Stored data entries:
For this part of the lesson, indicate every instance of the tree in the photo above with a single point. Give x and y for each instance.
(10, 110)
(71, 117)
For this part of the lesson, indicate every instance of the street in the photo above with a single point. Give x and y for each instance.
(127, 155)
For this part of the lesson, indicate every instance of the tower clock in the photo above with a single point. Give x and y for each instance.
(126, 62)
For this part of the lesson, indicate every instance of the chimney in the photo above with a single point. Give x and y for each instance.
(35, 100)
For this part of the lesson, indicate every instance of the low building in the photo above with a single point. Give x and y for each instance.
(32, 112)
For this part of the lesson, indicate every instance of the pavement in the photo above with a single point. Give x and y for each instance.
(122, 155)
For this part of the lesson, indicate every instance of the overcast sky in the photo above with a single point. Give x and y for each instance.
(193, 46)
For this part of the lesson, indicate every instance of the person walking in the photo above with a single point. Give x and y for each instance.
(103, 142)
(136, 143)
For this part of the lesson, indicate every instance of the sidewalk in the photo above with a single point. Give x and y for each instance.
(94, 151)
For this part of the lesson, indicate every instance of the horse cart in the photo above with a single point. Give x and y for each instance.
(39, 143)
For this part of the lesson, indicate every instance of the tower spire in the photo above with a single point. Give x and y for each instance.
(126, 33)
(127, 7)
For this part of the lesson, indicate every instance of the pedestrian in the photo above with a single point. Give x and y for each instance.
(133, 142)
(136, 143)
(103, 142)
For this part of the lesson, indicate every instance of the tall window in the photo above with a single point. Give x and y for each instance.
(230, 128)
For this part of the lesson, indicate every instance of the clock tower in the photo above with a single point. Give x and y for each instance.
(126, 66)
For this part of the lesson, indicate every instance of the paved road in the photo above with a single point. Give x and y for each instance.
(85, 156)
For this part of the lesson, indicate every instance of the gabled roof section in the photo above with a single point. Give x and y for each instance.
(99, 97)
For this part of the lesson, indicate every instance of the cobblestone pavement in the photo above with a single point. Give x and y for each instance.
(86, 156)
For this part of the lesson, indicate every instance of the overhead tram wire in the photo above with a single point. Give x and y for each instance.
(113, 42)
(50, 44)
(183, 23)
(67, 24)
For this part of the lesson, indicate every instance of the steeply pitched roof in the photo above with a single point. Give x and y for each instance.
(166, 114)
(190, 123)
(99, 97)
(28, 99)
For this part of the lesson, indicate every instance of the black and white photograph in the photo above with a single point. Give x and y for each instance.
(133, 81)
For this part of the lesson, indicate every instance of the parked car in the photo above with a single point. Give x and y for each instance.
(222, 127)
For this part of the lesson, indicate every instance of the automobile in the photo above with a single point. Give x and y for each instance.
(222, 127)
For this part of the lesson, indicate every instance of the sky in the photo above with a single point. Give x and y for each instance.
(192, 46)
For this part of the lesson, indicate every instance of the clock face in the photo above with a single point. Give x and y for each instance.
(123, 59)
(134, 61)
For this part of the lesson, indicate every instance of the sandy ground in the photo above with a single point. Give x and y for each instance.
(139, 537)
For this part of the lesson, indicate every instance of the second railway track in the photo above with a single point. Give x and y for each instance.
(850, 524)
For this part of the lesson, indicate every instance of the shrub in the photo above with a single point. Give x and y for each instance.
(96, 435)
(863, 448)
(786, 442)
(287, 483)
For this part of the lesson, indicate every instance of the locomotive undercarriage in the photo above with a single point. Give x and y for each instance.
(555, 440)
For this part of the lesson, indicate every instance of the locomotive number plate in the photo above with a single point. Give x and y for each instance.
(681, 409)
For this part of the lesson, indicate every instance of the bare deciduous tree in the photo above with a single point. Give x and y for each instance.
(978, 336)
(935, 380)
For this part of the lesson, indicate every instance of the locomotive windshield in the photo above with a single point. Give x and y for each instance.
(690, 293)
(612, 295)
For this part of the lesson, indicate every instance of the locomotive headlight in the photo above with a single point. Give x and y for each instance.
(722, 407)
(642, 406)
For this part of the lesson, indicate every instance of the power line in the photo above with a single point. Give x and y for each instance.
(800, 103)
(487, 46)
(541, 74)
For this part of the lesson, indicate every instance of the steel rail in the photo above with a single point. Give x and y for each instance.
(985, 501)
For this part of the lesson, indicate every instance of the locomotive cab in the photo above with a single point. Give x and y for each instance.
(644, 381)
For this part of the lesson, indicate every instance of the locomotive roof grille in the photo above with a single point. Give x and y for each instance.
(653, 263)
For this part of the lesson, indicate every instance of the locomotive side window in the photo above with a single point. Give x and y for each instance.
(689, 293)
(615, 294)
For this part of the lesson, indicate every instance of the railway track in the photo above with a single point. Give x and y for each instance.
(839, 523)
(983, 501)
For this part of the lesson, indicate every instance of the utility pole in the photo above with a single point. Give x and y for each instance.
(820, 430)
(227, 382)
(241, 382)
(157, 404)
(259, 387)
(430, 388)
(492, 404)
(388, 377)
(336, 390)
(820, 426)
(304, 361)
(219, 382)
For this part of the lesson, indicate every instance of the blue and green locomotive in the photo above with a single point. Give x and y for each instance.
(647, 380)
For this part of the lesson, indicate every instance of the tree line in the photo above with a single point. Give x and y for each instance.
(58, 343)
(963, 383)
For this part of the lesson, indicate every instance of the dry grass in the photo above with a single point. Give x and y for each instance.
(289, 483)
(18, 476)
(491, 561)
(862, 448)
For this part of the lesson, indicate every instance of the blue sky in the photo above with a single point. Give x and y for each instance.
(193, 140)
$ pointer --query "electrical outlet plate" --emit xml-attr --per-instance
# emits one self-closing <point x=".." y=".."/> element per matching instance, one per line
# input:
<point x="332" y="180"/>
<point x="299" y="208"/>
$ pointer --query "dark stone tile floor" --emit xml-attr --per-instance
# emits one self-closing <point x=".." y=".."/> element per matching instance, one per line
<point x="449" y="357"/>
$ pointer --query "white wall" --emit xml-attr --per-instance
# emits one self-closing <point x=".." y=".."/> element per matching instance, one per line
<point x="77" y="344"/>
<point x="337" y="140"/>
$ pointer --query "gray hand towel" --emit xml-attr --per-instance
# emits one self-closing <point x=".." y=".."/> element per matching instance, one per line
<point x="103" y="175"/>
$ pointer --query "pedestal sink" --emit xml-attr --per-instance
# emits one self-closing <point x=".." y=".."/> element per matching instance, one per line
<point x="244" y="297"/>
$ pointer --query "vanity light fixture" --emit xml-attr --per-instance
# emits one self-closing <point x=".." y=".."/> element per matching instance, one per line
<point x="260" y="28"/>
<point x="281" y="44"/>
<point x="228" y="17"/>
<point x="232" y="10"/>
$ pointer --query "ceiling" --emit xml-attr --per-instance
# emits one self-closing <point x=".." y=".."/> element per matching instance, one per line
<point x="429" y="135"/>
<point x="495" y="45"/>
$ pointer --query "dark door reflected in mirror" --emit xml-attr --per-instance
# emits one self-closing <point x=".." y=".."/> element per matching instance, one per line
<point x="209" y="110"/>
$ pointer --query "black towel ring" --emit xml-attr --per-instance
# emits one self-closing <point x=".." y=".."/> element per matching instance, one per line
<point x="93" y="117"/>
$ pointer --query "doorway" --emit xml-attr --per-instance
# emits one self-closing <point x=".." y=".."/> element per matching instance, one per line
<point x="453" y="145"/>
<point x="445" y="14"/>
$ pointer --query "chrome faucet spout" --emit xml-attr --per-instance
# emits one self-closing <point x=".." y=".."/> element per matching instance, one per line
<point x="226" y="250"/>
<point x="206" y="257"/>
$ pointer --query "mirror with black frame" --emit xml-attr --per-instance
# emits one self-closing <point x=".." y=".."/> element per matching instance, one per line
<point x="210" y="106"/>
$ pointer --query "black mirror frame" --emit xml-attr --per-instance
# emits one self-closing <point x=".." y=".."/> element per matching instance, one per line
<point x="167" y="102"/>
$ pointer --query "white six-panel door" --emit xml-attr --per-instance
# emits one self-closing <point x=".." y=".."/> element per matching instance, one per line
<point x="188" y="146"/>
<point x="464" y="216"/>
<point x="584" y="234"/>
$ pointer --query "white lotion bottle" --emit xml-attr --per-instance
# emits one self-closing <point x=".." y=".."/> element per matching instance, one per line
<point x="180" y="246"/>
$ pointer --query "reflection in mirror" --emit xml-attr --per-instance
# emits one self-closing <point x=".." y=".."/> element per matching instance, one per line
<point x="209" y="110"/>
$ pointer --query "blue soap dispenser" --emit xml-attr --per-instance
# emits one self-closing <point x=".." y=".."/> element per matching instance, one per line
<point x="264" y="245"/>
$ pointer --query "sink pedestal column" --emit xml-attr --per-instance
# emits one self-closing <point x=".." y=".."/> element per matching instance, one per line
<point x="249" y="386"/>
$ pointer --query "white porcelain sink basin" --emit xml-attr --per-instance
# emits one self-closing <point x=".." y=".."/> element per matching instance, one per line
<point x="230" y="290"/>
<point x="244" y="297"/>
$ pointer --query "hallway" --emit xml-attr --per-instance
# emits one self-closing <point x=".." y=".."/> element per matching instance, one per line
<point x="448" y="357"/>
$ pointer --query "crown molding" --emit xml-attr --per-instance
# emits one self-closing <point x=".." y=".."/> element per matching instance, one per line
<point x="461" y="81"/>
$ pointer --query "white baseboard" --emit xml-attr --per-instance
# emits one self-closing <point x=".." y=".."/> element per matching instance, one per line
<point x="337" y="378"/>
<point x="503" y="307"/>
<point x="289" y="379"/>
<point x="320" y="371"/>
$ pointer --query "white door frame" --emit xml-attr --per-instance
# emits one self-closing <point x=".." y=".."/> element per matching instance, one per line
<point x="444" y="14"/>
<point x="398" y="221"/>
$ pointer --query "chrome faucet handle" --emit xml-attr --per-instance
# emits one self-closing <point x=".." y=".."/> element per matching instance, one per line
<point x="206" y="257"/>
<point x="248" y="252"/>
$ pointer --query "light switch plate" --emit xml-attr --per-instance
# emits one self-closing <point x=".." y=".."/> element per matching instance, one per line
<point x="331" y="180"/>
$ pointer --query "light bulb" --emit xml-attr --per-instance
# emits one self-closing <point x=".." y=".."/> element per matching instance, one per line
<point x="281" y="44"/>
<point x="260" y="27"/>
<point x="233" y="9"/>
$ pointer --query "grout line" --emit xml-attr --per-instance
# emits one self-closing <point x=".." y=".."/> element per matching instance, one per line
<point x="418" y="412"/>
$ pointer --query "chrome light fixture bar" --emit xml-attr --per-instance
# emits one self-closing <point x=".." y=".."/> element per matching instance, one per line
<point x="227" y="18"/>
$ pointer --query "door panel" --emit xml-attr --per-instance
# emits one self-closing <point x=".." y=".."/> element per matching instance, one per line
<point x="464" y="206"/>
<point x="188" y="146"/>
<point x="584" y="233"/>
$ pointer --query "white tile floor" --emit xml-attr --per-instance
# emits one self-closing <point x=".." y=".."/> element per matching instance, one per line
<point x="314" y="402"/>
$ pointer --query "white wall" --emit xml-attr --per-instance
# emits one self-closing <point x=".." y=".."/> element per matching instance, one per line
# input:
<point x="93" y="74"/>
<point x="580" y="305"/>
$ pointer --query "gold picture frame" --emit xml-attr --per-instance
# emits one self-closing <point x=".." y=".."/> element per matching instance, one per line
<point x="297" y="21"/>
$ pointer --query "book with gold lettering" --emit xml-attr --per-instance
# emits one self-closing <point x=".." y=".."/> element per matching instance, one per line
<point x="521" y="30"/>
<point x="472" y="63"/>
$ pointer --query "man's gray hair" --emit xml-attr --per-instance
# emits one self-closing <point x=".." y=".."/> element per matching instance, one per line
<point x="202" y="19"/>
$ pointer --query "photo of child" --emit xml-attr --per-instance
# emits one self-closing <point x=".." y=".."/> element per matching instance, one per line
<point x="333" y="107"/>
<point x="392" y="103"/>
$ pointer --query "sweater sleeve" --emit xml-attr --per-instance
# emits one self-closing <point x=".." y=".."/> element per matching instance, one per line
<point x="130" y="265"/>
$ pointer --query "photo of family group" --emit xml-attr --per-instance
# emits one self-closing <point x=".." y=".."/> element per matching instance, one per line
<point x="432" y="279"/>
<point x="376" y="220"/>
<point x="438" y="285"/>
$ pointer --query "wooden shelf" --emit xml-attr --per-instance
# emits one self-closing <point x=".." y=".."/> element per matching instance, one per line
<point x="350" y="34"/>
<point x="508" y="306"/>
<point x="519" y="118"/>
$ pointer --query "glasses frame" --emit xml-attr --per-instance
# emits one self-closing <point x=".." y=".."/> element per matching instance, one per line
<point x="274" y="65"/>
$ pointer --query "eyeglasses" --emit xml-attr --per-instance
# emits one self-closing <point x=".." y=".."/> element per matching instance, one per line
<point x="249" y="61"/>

* ASSIGNED TASK *
Gather all lines with the string "faucet" from the data.

* WRITTEN ANSWER *
$ pointer --query "chrome faucet spout" --emit xml-attr --per-instance
$ pointer --query "chrome faucet handle" --emit xml-attr --per-instance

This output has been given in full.